Data section section start
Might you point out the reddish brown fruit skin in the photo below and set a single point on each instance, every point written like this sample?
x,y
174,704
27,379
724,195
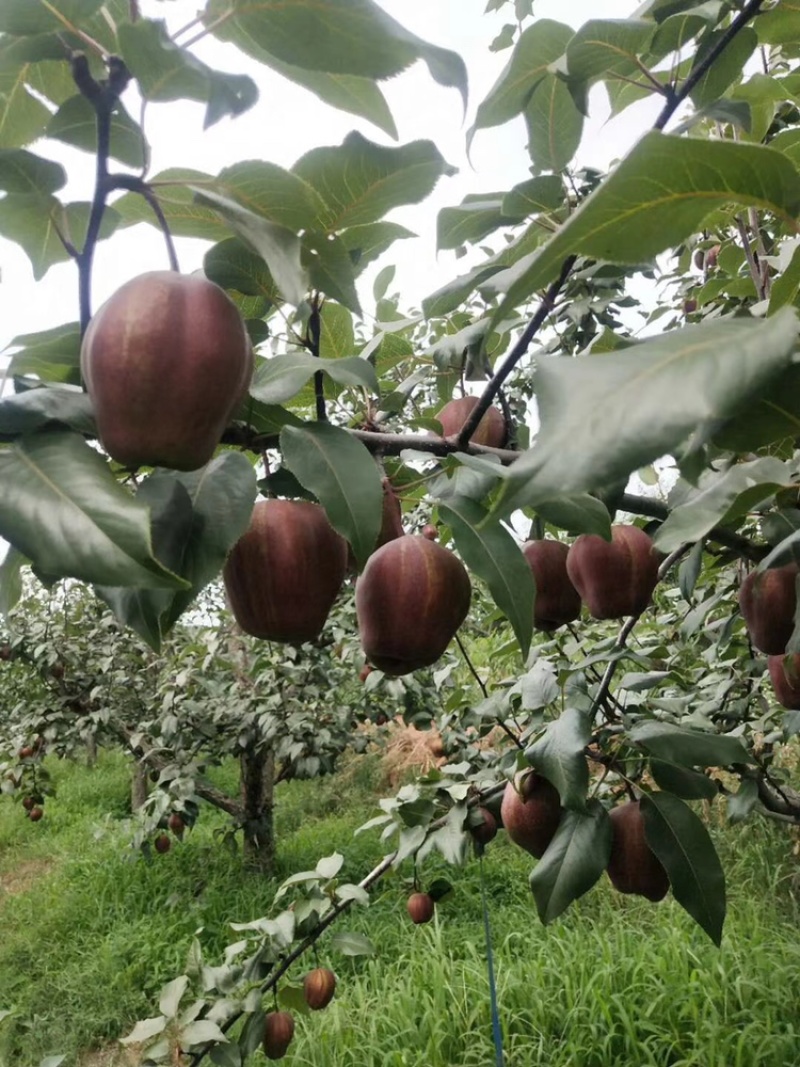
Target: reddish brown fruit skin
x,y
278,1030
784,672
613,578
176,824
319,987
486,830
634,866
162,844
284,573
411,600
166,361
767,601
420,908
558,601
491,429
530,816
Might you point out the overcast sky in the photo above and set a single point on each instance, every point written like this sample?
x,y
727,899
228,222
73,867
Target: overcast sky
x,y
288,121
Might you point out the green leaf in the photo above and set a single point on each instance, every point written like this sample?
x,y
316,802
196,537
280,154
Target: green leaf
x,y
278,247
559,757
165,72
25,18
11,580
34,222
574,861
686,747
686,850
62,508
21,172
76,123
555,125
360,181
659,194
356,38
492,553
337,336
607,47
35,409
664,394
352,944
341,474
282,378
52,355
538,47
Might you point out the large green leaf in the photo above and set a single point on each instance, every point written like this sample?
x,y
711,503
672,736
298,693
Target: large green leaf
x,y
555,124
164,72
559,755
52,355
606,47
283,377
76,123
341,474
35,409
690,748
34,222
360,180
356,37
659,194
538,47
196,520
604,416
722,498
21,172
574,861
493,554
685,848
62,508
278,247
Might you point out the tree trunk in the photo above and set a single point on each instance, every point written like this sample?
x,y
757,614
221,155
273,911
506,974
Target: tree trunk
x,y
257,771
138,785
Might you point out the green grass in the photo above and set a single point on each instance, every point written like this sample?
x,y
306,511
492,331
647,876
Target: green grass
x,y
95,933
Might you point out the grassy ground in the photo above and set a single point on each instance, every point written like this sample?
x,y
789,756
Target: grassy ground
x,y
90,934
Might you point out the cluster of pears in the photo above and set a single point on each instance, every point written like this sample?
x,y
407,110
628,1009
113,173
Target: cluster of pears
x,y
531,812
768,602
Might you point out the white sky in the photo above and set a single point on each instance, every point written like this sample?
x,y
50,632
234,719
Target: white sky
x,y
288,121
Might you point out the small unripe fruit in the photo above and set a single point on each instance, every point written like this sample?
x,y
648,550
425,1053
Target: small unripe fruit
Data section section end
▶ **Task item**
Reproduce each line of the material that mentions "small".

▶ **Response for this exercise**
Might you point out the small unripe fruit in the photo above and set a single point on each instance, every point written like this sample?
Target: small unripe fruit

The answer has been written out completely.